• **WORK TO COMPLETE**
Each line of the data below that includes the string "rough" must be copied.

• **Source data**
* * * * * * * * *

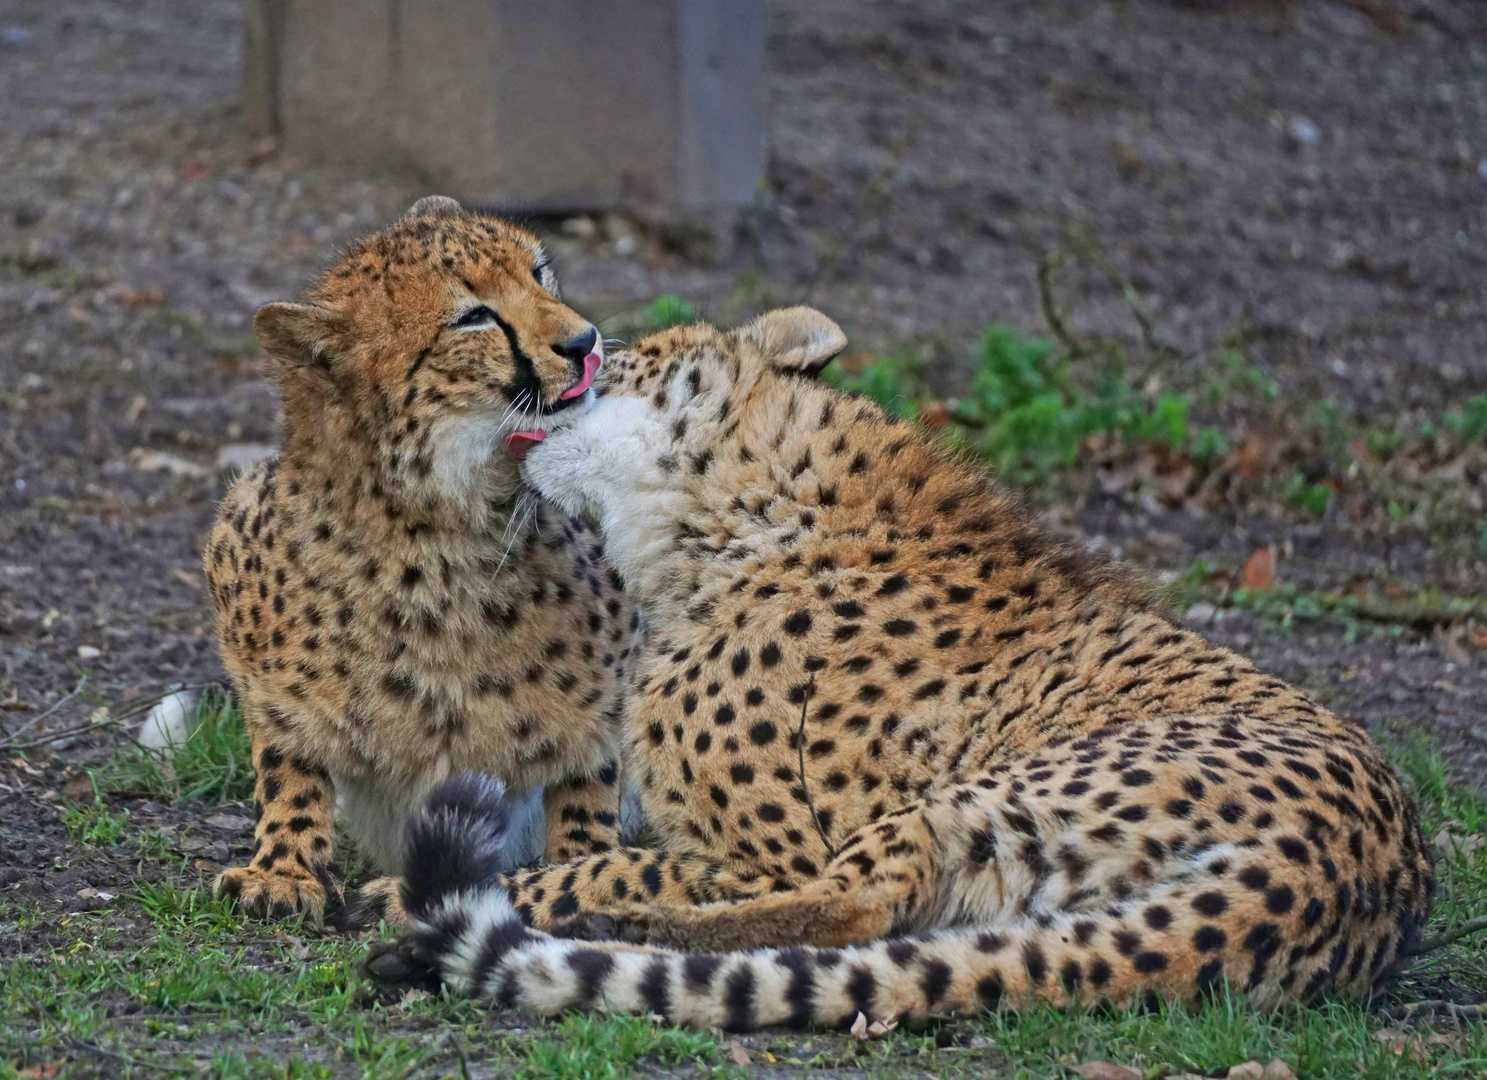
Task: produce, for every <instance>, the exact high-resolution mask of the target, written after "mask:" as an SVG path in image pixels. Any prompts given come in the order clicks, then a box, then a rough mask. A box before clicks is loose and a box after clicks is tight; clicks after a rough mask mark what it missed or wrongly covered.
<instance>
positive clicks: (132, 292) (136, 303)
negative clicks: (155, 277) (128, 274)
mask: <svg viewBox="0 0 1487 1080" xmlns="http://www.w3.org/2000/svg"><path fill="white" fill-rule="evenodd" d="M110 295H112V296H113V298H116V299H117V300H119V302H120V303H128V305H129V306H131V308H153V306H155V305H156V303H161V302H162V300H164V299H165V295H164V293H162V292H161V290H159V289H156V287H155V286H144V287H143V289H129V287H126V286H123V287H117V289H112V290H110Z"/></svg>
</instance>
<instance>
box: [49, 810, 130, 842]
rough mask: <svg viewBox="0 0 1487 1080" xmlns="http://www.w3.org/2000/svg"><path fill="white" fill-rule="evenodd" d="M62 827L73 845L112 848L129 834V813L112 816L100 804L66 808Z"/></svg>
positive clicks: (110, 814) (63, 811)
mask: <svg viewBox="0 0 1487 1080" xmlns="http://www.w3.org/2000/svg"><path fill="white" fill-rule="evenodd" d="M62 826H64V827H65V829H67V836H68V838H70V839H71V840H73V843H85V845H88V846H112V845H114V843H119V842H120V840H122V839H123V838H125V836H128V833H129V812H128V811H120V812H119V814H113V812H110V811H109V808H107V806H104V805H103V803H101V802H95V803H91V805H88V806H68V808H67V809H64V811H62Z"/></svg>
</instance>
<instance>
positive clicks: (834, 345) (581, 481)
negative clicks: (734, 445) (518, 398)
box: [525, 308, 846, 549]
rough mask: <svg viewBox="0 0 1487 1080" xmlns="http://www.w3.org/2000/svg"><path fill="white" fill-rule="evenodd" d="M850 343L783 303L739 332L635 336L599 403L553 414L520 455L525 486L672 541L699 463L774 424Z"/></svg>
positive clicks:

* * * * * * * * *

• **RESULT**
Task: produce, for every <instance>, the exact high-resolution mask of the target, written after "mask:" as an SVG path in image pixels. Any prompts given come in the order clicks, then a box, then a rough mask. A box before clicks is loose and a box after clicks is tight; clicks after a rough mask mark what it missed or wrongly covered.
rough mask: <svg viewBox="0 0 1487 1080" xmlns="http://www.w3.org/2000/svg"><path fill="white" fill-rule="evenodd" d="M62 827L73 845L112 848L129 834V813L112 816L100 804L66 808Z"/></svg>
rough mask: <svg viewBox="0 0 1487 1080" xmlns="http://www.w3.org/2000/svg"><path fill="white" fill-rule="evenodd" d="M850 343L783 303L739 332L635 336L599 403L553 414L520 455L525 486L672 541L699 463L774 424Z"/></svg>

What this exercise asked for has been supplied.